Rahel Aima unearths ancient scripts and thermodynamic sea creatures in one of the Arabian Peninsula’s oldest cities
The most exciting thing that I saw in AlUla, a remote town in north-western Saudi Arabia, were some dustbins. They come in pairs of green and brown, the former for recycling and the latter for mixed trash, and are placed at intervals up and down the arterial street of the Old Town, a heritage site dating back to the twelfth century. But that’s not why they were exciting. Things weren’t that bad. Written on them is the slogan Keep AlUla clean. In Arabic and the Nabatean script. The latter hasn’t been used for some 1,600 years.
Nearby, a language institute offers courses in Chinese, French and Nabatean. Ancient history is being revitalised everywhere you look, with a tourist infrastructure that sutures the Iron Age to Saudi Arabia’s masterplan of Vision 2030 (a strategic framework that aims to reduce Saudi Arabia’s dependence on oil by developing the cultural, educational, health, tourism and recreation sectors). All around AlUla, magnificent rock formations running the gamut from ochre-red to basalt-grey rise out of the desert, now shot with palm and citrus groves as part of an aggressive oasis-regeneration programme. It’s as utterly magical as it is artificial.

▶ **Data listing**

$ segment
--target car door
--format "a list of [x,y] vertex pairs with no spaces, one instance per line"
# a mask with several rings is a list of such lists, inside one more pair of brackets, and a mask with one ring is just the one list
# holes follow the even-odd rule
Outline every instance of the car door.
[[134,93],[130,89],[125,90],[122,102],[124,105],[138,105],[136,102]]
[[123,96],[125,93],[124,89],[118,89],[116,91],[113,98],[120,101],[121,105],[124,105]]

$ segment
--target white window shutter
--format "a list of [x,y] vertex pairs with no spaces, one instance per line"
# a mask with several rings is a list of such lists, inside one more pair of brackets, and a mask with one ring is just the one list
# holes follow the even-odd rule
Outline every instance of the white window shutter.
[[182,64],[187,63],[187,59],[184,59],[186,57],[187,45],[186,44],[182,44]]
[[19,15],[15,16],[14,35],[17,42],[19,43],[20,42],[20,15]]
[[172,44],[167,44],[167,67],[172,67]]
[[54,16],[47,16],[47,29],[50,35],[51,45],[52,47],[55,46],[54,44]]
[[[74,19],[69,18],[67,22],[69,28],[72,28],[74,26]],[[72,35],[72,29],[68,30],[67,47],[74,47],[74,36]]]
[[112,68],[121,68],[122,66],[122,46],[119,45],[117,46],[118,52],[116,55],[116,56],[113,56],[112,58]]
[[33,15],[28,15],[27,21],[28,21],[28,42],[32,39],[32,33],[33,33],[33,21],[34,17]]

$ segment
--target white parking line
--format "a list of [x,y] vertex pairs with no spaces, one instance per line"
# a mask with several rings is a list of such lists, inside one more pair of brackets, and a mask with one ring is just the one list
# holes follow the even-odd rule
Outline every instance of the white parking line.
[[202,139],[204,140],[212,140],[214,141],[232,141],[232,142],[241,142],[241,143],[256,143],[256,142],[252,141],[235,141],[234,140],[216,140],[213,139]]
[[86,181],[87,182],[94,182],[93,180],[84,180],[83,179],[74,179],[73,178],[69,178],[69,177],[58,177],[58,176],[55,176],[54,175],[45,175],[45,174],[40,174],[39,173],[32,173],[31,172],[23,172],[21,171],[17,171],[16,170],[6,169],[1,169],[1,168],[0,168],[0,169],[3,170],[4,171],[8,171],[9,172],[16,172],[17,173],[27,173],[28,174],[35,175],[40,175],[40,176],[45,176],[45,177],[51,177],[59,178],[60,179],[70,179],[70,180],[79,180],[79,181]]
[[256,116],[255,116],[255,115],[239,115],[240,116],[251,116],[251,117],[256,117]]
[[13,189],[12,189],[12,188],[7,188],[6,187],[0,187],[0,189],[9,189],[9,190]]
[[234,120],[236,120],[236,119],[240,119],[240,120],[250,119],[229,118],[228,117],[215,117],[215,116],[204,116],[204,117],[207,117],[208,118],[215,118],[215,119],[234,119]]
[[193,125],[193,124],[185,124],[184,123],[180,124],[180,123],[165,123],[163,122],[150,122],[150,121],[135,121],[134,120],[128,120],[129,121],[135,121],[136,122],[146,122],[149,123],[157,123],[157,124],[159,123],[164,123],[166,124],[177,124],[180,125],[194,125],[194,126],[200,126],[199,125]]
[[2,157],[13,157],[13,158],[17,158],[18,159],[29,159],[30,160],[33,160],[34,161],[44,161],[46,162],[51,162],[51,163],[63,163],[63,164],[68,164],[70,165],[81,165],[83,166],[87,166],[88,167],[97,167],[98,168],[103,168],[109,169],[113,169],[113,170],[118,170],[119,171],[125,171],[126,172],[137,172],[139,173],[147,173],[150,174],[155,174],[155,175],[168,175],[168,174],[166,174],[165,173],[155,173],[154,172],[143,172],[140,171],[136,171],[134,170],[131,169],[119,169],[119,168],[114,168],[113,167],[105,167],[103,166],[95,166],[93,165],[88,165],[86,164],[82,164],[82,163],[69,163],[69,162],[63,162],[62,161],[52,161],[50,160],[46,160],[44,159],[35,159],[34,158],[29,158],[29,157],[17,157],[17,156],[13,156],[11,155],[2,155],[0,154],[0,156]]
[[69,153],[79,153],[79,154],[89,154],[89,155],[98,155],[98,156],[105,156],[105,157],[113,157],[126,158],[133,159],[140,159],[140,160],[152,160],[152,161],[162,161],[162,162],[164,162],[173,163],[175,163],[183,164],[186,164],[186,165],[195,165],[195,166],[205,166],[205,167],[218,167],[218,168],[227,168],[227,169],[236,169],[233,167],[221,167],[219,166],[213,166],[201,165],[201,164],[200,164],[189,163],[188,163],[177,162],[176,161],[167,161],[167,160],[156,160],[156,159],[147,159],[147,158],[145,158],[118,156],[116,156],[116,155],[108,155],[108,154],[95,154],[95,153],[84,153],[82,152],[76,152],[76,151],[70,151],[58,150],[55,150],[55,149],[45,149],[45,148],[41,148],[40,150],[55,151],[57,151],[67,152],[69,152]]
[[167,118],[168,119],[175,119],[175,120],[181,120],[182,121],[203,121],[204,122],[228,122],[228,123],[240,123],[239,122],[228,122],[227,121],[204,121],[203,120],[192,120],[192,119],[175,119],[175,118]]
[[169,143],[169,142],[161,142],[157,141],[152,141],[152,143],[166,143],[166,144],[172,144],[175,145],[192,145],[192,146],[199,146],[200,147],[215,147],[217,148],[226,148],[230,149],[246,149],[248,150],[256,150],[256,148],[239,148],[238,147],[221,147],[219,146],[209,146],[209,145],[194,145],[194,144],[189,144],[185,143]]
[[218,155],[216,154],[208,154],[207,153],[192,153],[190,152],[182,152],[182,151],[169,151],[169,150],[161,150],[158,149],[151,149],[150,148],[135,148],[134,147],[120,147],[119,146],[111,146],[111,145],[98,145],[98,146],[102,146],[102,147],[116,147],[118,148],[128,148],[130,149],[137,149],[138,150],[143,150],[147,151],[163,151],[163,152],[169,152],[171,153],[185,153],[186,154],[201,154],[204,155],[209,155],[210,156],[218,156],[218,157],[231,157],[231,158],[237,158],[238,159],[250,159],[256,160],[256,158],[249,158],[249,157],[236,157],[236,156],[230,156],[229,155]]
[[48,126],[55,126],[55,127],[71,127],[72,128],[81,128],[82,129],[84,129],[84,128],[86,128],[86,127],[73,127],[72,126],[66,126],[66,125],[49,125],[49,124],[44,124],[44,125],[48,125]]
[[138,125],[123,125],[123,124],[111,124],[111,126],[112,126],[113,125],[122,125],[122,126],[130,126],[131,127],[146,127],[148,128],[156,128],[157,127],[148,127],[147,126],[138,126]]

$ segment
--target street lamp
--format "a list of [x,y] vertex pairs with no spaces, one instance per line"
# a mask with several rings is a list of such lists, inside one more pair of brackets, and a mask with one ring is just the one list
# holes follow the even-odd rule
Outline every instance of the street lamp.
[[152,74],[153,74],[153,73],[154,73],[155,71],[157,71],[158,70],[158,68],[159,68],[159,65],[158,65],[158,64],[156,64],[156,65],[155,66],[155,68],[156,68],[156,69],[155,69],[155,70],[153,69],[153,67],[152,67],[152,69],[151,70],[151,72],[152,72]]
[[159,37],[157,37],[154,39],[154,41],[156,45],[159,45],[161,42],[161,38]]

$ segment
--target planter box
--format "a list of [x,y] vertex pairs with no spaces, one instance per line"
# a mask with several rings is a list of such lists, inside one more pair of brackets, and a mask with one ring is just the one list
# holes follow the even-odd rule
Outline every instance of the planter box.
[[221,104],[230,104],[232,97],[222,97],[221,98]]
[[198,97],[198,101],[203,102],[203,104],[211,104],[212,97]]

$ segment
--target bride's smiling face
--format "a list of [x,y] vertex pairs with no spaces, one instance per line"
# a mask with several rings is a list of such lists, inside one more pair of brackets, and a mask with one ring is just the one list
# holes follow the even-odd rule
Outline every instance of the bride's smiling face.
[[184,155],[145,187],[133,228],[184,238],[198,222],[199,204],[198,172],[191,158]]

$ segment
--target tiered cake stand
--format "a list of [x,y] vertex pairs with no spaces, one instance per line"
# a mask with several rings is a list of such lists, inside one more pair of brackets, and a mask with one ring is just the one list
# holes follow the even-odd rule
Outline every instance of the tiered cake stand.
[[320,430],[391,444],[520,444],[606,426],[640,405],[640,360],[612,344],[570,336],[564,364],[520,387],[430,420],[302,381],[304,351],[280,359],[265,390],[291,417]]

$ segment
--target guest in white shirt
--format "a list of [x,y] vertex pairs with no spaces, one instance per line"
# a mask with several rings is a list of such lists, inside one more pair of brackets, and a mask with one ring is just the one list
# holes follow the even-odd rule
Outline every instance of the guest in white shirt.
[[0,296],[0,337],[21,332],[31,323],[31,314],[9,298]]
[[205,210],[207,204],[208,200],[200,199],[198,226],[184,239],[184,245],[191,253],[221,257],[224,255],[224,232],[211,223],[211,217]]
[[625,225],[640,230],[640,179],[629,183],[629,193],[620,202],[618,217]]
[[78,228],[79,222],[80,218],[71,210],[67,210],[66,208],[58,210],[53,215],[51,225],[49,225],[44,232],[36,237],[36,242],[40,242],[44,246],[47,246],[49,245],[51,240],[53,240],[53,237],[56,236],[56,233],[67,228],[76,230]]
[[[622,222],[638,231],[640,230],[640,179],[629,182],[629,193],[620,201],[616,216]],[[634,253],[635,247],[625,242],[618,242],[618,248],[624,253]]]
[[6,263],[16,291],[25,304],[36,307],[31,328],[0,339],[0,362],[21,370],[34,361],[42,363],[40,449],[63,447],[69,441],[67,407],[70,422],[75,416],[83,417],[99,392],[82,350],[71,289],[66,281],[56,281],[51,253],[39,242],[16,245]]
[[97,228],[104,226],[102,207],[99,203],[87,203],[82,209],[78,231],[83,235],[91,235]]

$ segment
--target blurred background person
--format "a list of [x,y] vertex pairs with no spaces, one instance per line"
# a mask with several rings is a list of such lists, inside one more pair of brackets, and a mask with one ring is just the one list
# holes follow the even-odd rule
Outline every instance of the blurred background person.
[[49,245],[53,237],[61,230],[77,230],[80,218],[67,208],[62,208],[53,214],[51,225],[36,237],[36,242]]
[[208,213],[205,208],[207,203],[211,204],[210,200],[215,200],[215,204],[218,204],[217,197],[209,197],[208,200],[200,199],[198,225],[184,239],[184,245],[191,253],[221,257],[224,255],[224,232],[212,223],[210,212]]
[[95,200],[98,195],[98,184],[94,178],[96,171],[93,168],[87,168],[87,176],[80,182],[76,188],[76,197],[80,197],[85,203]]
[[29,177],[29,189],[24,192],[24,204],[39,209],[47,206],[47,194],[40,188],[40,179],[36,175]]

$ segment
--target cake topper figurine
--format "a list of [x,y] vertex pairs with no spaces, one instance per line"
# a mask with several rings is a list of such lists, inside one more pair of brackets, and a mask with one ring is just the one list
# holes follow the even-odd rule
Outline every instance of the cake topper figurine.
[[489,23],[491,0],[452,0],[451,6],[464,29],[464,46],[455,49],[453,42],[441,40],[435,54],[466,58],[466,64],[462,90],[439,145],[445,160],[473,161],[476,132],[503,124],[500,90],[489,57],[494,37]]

▶ **Things to do**
1) List every sector that, according to the AlUla passage, Vision 2030 aims to develop.
2) Carry the AlUla passage further with one more paragraph that follows on from its final sentence.
The records above come from a separate source unrelated to the AlUla passage.

▶ **Responses in order**
1) Cultural, educational, health, tourism, recreation

2)
“We are not opening a resort, we are opening a city and a country,” said the manager of Habitas, a new eco-luxe resort built in the same valley in which the inaugural Desert X AlUla, the Saudi edition – one of many soft-power handshakes – of the Coachella Valley-based Land-art exhibition, was held in 2020. In California, Desert X operates with an ethos of leave no trace and works are dismantled after each run. Not here: private chalets look out onto works by Nadim Karam, Manal AlDowayan and SUPERFLEX, and an IKB Lita Albuquerque work – erroneously trumpeted as the first female figurative sculpture in Saudi in a millennium – can be seen from the infinity pool. It’s worth noting that as much as it hopes to attract wealthy visitors from overseas, AlUla seems to function primarily to introduce Saudis to themselves, to their pre-Islamic past and a new national narrative of civilisational greatness.
One wonders what lies in store for this year’s location, situated a 30-minute drive from the first, darker and more atmospheric than its predecessor, with remnants of petroglyphic rock art. Whereas the first edition suggested paintings hung in a circuit around the perimeter of a large hall, Desert X 2022 is installed around a series of canyons that puts each work more directly in conversation with both its setting and the piece(s) visible next to it. And contra the bombasticism of 2020, this time the 15 Saudi and international artists involved mostly didn’t attempt to compete with the majesty of the landscape. The exhibition is all the better for it.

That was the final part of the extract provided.